##### Information
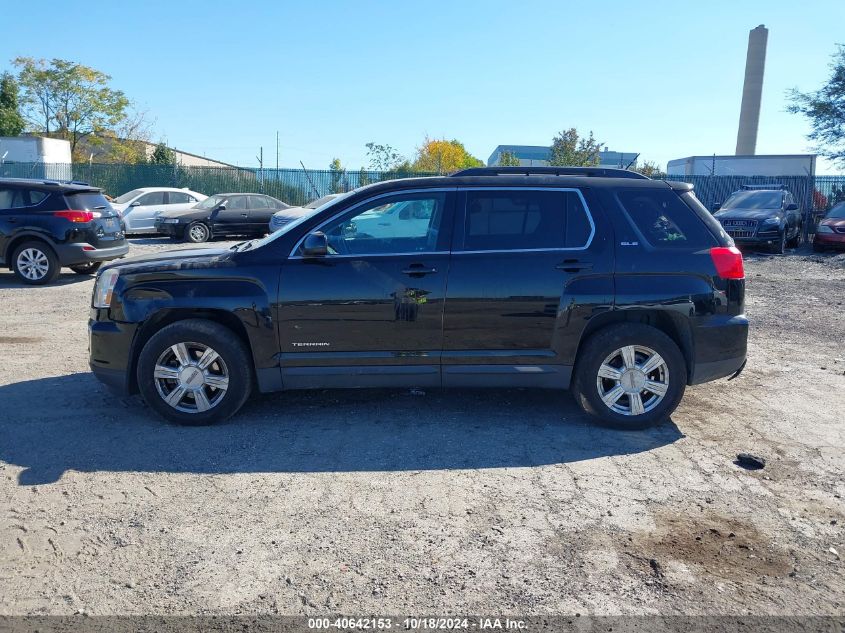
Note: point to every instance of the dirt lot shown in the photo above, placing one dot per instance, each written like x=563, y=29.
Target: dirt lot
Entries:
x=387, y=502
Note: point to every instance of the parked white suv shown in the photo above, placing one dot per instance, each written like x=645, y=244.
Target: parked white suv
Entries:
x=139, y=207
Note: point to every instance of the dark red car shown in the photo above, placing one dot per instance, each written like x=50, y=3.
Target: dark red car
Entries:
x=830, y=233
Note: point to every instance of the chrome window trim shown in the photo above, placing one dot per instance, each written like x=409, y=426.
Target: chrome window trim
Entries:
x=363, y=202
x=577, y=191
x=534, y=250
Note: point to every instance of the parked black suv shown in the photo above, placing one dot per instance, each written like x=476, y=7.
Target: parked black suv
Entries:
x=45, y=225
x=762, y=215
x=624, y=288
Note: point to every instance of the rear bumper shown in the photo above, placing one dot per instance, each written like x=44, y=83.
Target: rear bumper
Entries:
x=75, y=253
x=720, y=345
x=110, y=347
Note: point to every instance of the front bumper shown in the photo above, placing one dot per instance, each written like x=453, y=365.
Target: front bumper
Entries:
x=75, y=253
x=110, y=354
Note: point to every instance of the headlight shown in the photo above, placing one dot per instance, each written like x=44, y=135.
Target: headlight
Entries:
x=104, y=287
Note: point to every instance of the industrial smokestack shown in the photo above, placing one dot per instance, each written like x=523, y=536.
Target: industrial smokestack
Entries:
x=752, y=91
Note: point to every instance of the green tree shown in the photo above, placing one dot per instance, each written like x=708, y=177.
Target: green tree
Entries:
x=339, y=181
x=444, y=157
x=569, y=149
x=825, y=108
x=508, y=159
x=11, y=121
x=162, y=155
x=383, y=157
x=67, y=100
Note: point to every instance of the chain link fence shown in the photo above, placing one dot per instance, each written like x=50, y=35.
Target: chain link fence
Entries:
x=816, y=194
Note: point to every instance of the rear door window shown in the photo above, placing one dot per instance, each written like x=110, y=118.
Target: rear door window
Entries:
x=524, y=220
x=663, y=220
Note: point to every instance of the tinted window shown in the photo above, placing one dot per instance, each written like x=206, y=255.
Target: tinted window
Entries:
x=11, y=198
x=89, y=201
x=178, y=197
x=156, y=197
x=663, y=220
x=505, y=220
x=236, y=202
x=403, y=224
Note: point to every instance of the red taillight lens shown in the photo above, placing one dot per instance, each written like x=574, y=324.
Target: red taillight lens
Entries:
x=75, y=216
x=728, y=262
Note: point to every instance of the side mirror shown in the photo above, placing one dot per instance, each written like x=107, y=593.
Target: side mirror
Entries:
x=316, y=244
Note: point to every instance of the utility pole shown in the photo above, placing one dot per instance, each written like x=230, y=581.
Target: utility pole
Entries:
x=260, y=158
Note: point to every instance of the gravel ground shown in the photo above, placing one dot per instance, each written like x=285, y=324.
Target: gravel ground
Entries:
x=386, y=502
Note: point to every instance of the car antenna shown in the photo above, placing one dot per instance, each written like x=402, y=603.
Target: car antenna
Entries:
x=305, y=171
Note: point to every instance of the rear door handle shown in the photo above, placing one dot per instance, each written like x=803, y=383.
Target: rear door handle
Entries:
x=418, y=270
x=573, y=265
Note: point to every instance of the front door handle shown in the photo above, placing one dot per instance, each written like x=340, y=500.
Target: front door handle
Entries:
x=418, y=270
x=573, y=265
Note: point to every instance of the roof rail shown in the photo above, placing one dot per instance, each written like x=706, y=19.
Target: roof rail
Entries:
x=593, y=172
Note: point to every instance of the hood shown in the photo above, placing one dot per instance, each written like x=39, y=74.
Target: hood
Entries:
##########
What this task involves: Copy the material verbatim. The pictures are not part of the copy.

Solution to this problem:
Note: point to every instance of the dirt lot shown in the photo above, placing one dot per instance, each written like x=563, y=29.
Target: dirt lot
Entries:
x=387, y=502
Note: point to every instance of the parked white suv shown in the photo above, placing one dot per instance, each written like x=645, y=244.
Target: parked white suv
Entries:
x=139, y=207
Note: point to every instance of the dark red car shown in the photo above, placing one dot per instance, each written like x=50, y=3.
Target: dark red car
Entries:
x=830, y=233
Note: point to every instance of the chrome window trim shown in the photo above, placing one dot per instance, each written like x=409, y=426.
Target: chrome window trim
Entries:
x=363, y=202
x=577, y=191
x=534, y=250
Note: point to every instance of the parked black suv shown in the photo above, placing one dot per instance, each written like x=476, y=7.
Target: parked black suv
Entries:
x=45, y=225
x=762, y=215
x=624, y=288
Note: point to every instance of the rear bumper shown in the photo above, placing one dot per instance, each written like x=44, y=83.
Target: rear bumper
Entries:
x=75, y=253
x=720, y=345
x=110, y=347
Note: point to every instance of the front bumper shown in the photo above, placing one dot per instance, each written like x=453, y=365.
Target: front bumper
Entries:
x=75, y=253
x=110, y=354
Note: point to every instance of the headlight shown in the photo above, placing one dot per instance, each written like x=44, y=135.
Target: headlight
Entries:
x=104, y=287
Note: point to every instance of the industrial smokestack shown in the photo above, placing one dot per instance, each written like x=523, y=536.
Target: industrial smokestack
Entries:
x=752, y=91
Note: point to every instance of the green tree shown in the photo above, placing one dot per instance, each written like x=708, y=177.
Target: green tree
Entries:
x=339, y=181
x=444, y=157
x=569, y=149
x=825, y=108
x=508, y=159
x=11, y=121
x=162, y=155
x=383, y=157
x=67, y=100
Note: point to every instance of the chain link fence shown in the photo above, placing one dot per instance, each written like x=50, y=35.
Target: chain link fence
Entries:
x=816, y=194
Note: point to every instance of the rear door window shown in the photo above, placing one dot per instance, each written like x=110, y=118.
Target: rear door window
Entries:
x=524, y=220
x=663, y=220
Note: point to every instance of the tinted window shown in the photo above, placing one dot per instance, each written like x=206, y=255.
Target: tinted window
Entries:
x=11, y=198
x=89, y=201
x=178, y=197
x=156, y=197
x=663, y=220
x=505, y=220
x=236, y=202
x=403, y=224
Note: point to every instance of the red taillight lens shown in the photo above, placing one dot per instance, each written like x=574, y=324.
Target: red taillight lens
Entries:
x=75, y=216
x=728, y=262
Note: point to every instance of the side mirror shown in the photo above, placing one dot per instance, each written like x=107, y=593.
Target: side mirror
Entries:
x=316, y=244
Note: point to every instance of the utility pole shown in the photo above, placing one dot per instance, each written like x=230, y=581.
Target: utility pole
Entries:
x=260, y=158
Note: point to every instance of the gravel ground shown in the photo above, placing one dot per instance, each written like x=285, y=324.
Target: gravel ground
Entries:
x=386, y=502
Note: point to every instance of the car antenna shown in the photo above, placing one dot per instance, each written like x=402, y=603.
Target: car antenna
Entries:
x=305, y=171
Note: point to every instance of the rear door handle shown in the photo above, placing one dot per instance, each written like x=803, y=383.
Target: rear door handle
Entries:
x=418, y=270
x=573, y=265
Note: point to every instance of the front door handle shown in the photo above, placing one dot per instance, each written like x=340, y=500.
Target: front door handle
Entries:
x=418, y=270
x=573, y=265
Note: point to every instance of the roof rail shown in the photo above, placing one dot per instance, each written like x=706, y=19.
Target: roof rail
Entries:
x=593, y=172
Note: point to every instance of the hood shown in the photo above, placing one dot per instance, each written like x=39, y=74.
Target: hood
Entries:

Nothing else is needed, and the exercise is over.